— Start —

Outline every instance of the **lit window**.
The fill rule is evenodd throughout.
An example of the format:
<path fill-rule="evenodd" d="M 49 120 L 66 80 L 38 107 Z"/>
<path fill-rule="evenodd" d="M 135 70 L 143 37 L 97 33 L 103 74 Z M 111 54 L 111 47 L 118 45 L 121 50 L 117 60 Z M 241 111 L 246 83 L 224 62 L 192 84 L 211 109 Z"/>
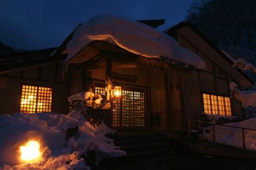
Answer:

— End —
— Start —

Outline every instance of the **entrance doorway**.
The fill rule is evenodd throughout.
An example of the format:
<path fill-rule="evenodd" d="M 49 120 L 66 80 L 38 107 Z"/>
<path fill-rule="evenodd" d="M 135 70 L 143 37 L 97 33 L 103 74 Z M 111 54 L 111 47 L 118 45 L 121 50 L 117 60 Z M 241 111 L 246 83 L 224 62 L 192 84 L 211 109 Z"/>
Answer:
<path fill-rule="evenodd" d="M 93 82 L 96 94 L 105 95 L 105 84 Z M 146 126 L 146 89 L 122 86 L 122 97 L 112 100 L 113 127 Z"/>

— End —

**INSTRUCTIONS TO FOLLOW**
Copy the records above word for word, starting at the line that contains "Outline every instance of the **entrance" and ending after the line that contains "96 94 L 105".

**RESPONSE TO THIS TASK**
Outline every instance of the **entrance doorway**.
The fill rule is evenodd throughout.
An example of the format:
<path fill-rule="evenodd" d="M 49 120 L 66 80 L 38 107 Z"/>
<path fill-rule="evenodd" d="M 135 70 L 143 37 L 97 33 L 103 74 Z M 111 54 L 111 47 L 118 45 L 121 50 L 117 60 Z M 241 111 L 246 83 L 224 62 L 192 84 L 211 109 Z"/>
Answer:
<path fill-rule="evenodd" d="M 93 82 L 96 94 L 105 95 L 105 84 Z M 146 126 L 146 89 L 122 86 L 122 97 L 112 100 L 113 127 Z"/>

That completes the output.